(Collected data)
-----

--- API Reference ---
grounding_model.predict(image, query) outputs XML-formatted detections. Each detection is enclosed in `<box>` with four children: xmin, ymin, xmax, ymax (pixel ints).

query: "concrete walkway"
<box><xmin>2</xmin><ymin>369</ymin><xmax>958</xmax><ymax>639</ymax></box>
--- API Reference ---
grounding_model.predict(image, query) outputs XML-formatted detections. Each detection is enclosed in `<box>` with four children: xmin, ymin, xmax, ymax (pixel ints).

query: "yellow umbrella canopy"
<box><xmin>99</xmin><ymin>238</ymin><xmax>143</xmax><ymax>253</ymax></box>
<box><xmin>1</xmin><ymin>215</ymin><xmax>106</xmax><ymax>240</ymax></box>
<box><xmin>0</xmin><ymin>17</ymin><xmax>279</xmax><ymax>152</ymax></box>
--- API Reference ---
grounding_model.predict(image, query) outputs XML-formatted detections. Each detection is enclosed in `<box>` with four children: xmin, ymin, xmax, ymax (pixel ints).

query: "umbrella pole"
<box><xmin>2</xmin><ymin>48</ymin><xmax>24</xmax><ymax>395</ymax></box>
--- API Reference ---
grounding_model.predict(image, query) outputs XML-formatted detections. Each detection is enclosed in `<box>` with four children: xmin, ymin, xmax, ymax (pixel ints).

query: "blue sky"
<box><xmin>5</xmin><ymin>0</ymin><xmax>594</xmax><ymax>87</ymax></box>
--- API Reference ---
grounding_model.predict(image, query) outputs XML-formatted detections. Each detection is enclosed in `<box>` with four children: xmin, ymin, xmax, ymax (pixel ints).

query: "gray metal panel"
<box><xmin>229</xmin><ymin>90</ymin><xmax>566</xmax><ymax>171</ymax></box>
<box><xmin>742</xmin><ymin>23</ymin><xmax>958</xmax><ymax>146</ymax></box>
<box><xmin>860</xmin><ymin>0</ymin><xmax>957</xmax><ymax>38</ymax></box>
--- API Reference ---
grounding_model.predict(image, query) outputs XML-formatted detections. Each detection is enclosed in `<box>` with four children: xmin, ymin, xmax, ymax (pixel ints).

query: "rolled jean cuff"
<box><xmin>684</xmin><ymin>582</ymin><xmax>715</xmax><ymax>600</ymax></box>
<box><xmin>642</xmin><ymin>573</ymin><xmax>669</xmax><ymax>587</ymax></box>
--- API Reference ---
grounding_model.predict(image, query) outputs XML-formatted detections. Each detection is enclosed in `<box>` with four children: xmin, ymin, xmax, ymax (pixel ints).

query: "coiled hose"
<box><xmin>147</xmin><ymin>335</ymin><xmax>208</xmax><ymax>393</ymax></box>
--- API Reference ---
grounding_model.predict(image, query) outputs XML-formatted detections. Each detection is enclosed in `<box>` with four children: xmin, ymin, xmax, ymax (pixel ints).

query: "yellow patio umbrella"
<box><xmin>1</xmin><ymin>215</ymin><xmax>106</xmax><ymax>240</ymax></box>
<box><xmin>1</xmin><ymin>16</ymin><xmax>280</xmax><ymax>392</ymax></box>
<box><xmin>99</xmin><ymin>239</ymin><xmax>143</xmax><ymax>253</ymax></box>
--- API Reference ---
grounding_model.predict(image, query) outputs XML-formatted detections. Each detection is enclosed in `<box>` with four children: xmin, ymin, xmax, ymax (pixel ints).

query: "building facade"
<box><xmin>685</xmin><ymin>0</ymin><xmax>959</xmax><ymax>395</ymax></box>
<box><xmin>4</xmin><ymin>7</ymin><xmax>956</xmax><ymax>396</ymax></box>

-----

▸ Exercise requirements: Exact copies of all the records are to be printed.

▸ Finished task:
--- API Reference ---
grounding_model.predict(image, query) outputs XML-formatted detections. Each detection is enclosed in `<box>` with four children: xmin, ymin, xmax, ymax (pixel ints).

query: "concrete walkway"
<box><xmin>2</xmin><ymin>369</ymin><xmax>958</xmax><ymax>639</ymax></box>
--- API Reference ---
grounding_model.predict(image, query) outputs XML-formatted detections. Each detection is enclosed in `<box>` with four children: xmin, ymin, xmax, ymax (pixel ints).

query: "yellow umbrella canopy"
<box><xmin>99</xmin><ymin>238</ymin><xmax>143</xmax><ymax>253</ymax></box>
<box><xmin>1</xmin><ymin>215</ymin><xmax>106</xmax><ymax>240</ymax></box>
<box><xmin>0</xmin><ymin>17</ymin><xmax>279</xmax><ymax>152</ymax></box>
--- API Reference ---
grounding_model.predict(image, query) outputs XML-formatted detections. Each detection is enclosed in `<box>` with four children: xmin, ymin, xmax, ymax (pixel ints).

query: "umbrella pole"
<box><xmin>2</xmin><ymin>48</ymin><xmax>24</xmax><ymax>395</ymax></box>
--- API Reference ---
grounding_model.predict(image, query) outputs XML-formatted detections. Each detection is enclosed in `<box>` with four children: xmin, ymin, xmax, ymax (pixel ints).

query: "blue sky"
<box><xmin>5</xmin><ymin>0</ymin><xmax>594</xmax><ymax>87</ymax></box>
--- API Reference ---
grounding_model.predict(image, query) outputs XML-formatted detections. Each detection is enclosed in `<box>` with four children: xmin, ymin, xmax, ymax (pixel ints).

query: "gray metal panel"
<box><xmin>229</xmin><ymin>90</ymin><xmax>566</xmax><ymax>171</ymax></box>
<box><xmin>742</xmin><ymin>23</ymin><xmax>958</xmax><ymax>146</ymax></box>
<box><xmin>860</xmin><ymin>0</ymin><xmax>957</xmax><ymax>38</ymax></box>
--- API Reference ---
grounding_model.predict(image, query) outputs XML-formatted detections. Each detection is enclosed in `<box>` with four children: xmin, ymin, xmax, ymax (pixel ints).

query: "rolled jean cuff"
<box><xmin>684</xmin><ymin>582</ymin><xmax>715</xmax><ymax>600</ymax></box>
<box><xmin>642</xmin><ymin>573</ymin><xmax>669</xmax><ymax>587</ymax></box>
--- API Reference ---
grounding_model.predict(image, query) outputs XML-formatted detections. Each detection is enclosed in `<box>` with four children: xmin, ymin, xmax, ymax (pixel ints).

query: "coiled hose"
<box><xmin>147</xmin><ymin>335</ymin><xmax>208</xmax><ymax>393</ymax></box>
--- API Reference ---
grounding_model.predict(image, query) outputs XML-formatted detections. Each detection is enclosed in `<box>` with four children: xmin, ymin, xmax, ymax (pixel ints).

query: "yellow patio umbrella"
<box><xmin>1</xmin><ymin>215</ymin><xmax>106</xmax><ymax>240</ymax></box>
<box><xmin>1</xmin><ymin>16</ymin><xmax>280</xmax><ymax>392</ymax></box>
<box><xmin>99</xmin><ymin>239</ymin><xmax>143</xmax><ymax>253</ymax></box>
--- API Reference ---
grounding_model.predict(image, query) outputs XML-formatted detections. Each detection is enclosed in `<box>` with four children: xmin, ymin, xmax, ymax (pixel ints).

query: "building facade"
<box><xmin>685</xmin><ymin>0</ymin><xmax>959</xmax><ymax>395</ymax></box>
<box><xmin>4</xmin><ymin>7</ymin><xmax>956</xmax><ymax>396</ymax></box>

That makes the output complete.